To be done >> Return every line below verbatim, preserving its wording, punctuation, and spacing.

Exercise data >>

----------

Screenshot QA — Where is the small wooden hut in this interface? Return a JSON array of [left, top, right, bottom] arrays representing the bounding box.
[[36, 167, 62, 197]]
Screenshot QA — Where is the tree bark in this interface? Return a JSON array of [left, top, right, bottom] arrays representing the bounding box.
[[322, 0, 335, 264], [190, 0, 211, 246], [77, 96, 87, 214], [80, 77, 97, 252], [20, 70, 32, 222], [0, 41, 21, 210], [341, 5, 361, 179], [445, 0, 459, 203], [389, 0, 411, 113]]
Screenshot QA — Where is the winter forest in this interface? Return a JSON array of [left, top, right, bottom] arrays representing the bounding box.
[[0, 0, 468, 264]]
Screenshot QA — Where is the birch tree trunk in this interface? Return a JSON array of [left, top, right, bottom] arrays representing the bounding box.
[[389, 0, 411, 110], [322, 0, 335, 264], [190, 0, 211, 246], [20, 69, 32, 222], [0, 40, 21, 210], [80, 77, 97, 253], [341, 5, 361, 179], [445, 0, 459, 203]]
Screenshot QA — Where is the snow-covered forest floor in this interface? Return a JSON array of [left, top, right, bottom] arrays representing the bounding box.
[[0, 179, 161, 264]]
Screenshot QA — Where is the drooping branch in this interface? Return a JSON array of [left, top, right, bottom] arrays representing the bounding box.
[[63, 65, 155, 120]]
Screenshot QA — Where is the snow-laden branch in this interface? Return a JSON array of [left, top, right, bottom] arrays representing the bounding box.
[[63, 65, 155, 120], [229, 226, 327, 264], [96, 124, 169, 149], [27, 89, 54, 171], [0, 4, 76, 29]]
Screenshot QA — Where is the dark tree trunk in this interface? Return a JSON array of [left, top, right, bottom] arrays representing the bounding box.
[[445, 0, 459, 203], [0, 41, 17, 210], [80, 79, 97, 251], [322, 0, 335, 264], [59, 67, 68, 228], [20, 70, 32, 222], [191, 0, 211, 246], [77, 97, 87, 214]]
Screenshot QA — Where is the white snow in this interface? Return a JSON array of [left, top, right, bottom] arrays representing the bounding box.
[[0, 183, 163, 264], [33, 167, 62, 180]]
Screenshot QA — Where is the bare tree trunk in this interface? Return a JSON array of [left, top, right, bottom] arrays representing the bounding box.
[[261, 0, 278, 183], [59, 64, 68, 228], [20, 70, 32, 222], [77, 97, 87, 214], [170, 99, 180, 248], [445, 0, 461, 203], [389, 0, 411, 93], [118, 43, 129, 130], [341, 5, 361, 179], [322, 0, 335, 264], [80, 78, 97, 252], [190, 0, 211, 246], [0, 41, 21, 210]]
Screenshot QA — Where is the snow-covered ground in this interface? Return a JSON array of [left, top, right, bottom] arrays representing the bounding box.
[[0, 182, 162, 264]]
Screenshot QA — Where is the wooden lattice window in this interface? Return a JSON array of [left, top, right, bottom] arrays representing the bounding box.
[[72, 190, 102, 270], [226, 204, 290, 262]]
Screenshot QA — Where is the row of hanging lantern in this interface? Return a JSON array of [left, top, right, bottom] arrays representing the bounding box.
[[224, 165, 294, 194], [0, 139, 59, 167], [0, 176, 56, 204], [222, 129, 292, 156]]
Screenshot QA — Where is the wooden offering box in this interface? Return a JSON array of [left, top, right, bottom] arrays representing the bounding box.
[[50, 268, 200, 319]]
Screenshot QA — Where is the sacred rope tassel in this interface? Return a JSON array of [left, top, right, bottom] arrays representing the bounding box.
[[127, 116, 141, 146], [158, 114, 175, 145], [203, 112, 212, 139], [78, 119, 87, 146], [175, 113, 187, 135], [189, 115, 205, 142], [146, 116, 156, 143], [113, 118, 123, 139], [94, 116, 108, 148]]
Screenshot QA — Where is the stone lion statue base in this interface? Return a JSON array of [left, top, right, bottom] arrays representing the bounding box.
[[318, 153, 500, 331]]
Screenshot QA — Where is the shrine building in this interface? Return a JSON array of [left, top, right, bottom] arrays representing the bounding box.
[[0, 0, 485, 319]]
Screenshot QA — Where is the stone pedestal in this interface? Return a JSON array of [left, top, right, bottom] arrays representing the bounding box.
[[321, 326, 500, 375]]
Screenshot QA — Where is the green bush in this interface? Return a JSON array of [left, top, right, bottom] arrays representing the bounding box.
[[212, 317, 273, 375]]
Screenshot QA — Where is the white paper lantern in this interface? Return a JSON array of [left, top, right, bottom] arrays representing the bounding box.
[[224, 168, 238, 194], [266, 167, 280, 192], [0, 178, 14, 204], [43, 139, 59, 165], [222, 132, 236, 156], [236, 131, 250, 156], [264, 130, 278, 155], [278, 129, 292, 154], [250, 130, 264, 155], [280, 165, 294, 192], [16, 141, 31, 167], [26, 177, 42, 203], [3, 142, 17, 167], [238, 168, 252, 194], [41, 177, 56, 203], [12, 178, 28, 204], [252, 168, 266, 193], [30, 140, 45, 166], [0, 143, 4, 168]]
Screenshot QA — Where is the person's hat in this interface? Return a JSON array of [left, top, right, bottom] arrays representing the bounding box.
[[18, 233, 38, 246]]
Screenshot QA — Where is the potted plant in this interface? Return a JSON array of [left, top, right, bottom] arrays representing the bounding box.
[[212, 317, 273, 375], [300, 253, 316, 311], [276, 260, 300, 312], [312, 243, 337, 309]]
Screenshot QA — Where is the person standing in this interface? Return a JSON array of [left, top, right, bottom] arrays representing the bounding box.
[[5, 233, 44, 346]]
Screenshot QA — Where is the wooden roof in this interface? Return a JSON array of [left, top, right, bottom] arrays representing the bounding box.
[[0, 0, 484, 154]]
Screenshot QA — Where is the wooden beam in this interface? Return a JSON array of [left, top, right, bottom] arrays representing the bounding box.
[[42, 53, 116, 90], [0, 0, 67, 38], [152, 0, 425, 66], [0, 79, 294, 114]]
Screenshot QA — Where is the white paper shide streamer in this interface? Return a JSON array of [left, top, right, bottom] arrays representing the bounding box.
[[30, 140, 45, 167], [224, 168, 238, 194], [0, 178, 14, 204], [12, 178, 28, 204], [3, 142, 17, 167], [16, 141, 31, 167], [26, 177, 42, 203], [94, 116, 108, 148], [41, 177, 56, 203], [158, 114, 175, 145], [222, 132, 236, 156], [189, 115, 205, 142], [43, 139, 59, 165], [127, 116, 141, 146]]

----------

Response >>
Screenshot QA — Where is the small wooden hut in this interface? Return a JSON array of [left, top, right, bottom] arrays representing the bounding box.
[[36, 167, 62, 197]]
Screenshot QA — Where is the tree bark in this interface? Return a JSON array of [left, top, right, bottom] arrays representing the bounding box.
[[322, 0, 335, 264], [190, 0, 211, 246], [77, 96, 87, 214], [80, 77, 97, 252], [20, 70, 32, 222], [0, 41, 21, 210], [341, 5, 361, 179], [445, 0, 459, 203], [389, 0, 411, 113]]
Screenshot QA — Where is the winter forest in this interface? Return a JSON array of [left, top, right, bottom] arrays representing the bounding box.
[[0, 0, 468, 264]]
Screenshot QA — Where is the birch tree trunk in this interface? Return a JSON array of [left, top, right, bottom] arrays representing the bounding box.
[[389, 0, 411, 110], [322, 0, 335, 264], [190, 0, 211, 246], [20, 69, 32, 222], [0, 40, 21, 210], [80, 77, 97, 253], [341, 5, 361, 179], [445, 0, 459, 203]]
Screenshot QA — Where is the snow-covered forest floor in this interface? Return a JSON array of [left, top, right, bottom] arrays representing the bounding box.
[[0, 179, 161, 264]]
Screenshot QA — Where is the drooping branch in this interface? Return a JSON array of [left, top, right, bottom] arrays representing the bounding box.
[[63, 65, 155, 120]]
Screenshot QA — Where is the snow-laden branch in this interface? Return a JSON array of [left, top, right, bottom] arrays representing the bounding box.
[[63, 65, 155, 120], [229, 226, 327, 264], [96, 124, 169, 149], [27, 89, 54, 171], [0, 4, 76, 29]]
Screenshot QA — Where is the dark tree trunk in this interface? Return a JSON array of [left, top, right, bottom] arrays representing the bounding box.
[[445, 0, 459, 203], [0, 41, 17, 210], [80, 79, 97, 251], [322, 0, 335, 264], [59, 67, 68, 228], [20, 70, 32, 222], [191, 0, 211, 246], [77, 97, 87, 214]]
Screenshot QA — Where is the white snow in this interface? Return a JSON array of [left, top, right, bottom] arrays representing the bounding box.
[[0, 183, 163, 264], [33, 167, 62, 180]]
Screenshot QA — Where is the bare tree trunk in this interface? Return a JSON array of [left, top, right, bottom] arrays representing the bounding box.
[[261, 0, 278, 183], [59, 64, 68, 228], [20, 70, 32, 222], [77, 97, 87, 214], [170, 99, 180, 248], [445, 0, 461, 203], [389, 0, 411, 93], [118, 43, 129, 130], [341, 5, 361, 179], [322, 0, 335, 264], [80, 78, 97, 252], [190, 0, 211, 246], [0, 41, 21, 210]]
Screenshot QA — Where is the snow-covered ground in this interface? Return a JSON array of [left, top, right, bottom] arrays representing the bounding box.
[[0, 182, 162, 264]]
Screenshot QA — Where is the wooden lattice window in this interface? Return a JSON array of [left, top, right, bottom] arrays representing the bounding box.
[[72, 190, 102, 270], [226, 204, 290, 262]]
Screenshot QA — Where is the row of hanging lantern in this interface? Return a JSON array of [left, top, right, bottom] arrays representing the bounding box.
[[224, 165, 294, 194], [0, 139, 59, 167], [0, 176, 56, 204], [222, 129, 292, 156]]
Screenshot QA — Where is the wooden offering box in this interface? Return a JSON array of [left, top, right, bottom] arrays representing the bounding box.
[[50, 268, 200, 319]]
Screenshot QA — Where is the sacred rope tassel in this interface? Return a JSON array of [left, top, right, bottom] arrays representing the bounding box.
[[127, 116, 141, 146], [158, 114, 175, 145], [203, 112, 212, 139], [78, 119, 87, 146], [175, 113, 187, 135], [189, 115, 205, 142], [146, 116, 156, 143], [113, 118, 123, 139], [94, 116, 108, 148]]
Screenshot QA — Where is the stone lion statue base in this interface? Return a JSON array of [left, top, right, bottom] arrays representing the bounding box.
[[318, 153, 500, 331]]
Screenshot QA — Where is the shrine building in this interface? Return a JSON array of [left, top, right, bottom] arrays representing the bounding box.
[[0, 0, 485, 319]]
Screenshot QA — Where is the stone pedestal in this interface? Return a JSON array of [left, top, right, bottom] arrays representing the bounding box.
[[321, 326, 500, 375]]
Screenshot QA — Where is the green bush in this interface? Return a JSON array of [left, top, right, bottom] arrays representing the bounding box.
[[212, 317, 273, 375]]
Screenshot QA — Where is the white paper lantern in this interface? Return a JSON array of [left, top, right, bottom] arrays representing the bounding box.
[[224, 168, 238, 194], [266, 167, 280, 192], [0, 178, 14, 204], [43, 139, 59, 165], [222, 132, 236, 156], [236, 131, 250, 156], [264, 130, 278, 155], [278, 129, 292, 154], [250, 130, 264, 155], [280, 165, 294, 192], [16, 141, 31, 167], [26, 177, 42, 203], [3, 142, 17, 167], [238, 168, 252, 194], [41, 177, 56, 203], [12, 178, 28, 204], [252, 168, 266, 193], [30, 140, 45, 166], [0, 143, 4, 168]]
Screenshot QA — Where is the person's hat in this interface? Return a JSON array of [left, top, right, bottom] arrays representing the bounding box.
[[18, 233, 38, 246]]
Screenshot QA — Where is the potted plant in this interface? Return a JSON array of [left, top, right, bottom] arrays representing the bounding box.
[[212, 317, 273, 375], [300, 253, 316, 311], [276, 260, 300, 312], [312, 243, 337, 309]]
Screenshot QA — Where is the person standing in this interface? Return a JSON array of [left, top, right, bottom] arrays representing the bounding box.
[[5, 233, 44, 346]]
Screenshot QA — Where is the wooden roof in this interface? Return a JSON array of [left, top, right, bottom] arrays representing the bounding box.
[[0, 0, 484, 154]]
Screenshot QA — Where is the wooden beam in this interface? Return a JSON array of [left, top, right, bottom] arrays representing the bounding box.
[[42, 53, 116, 90], [0, 0, 67, 38], [152, 0, 425, 66], [0, 79, 294, 114]]
Screenshot QA — Where is the white paper shide streamer in this interface? Return a JSON array of [left, top, right, bottom] arrays representing the bounding box.
[[30, 140, 45, 167], [224, 168, 238, 194], [0, 178, 14, 204], [12, 178, 28, 204], [3, 142, 17, 167], [16, 141, 31, 167], [26, 177, 42, 203], [94, 116, 108, 148], [41, 177, 56, 203], [158, 114, 175, 145], [222, 132, 236, 156], [189, 115, 205, 142], [43, 139, 59, 165], [127, 116, 141, 146]]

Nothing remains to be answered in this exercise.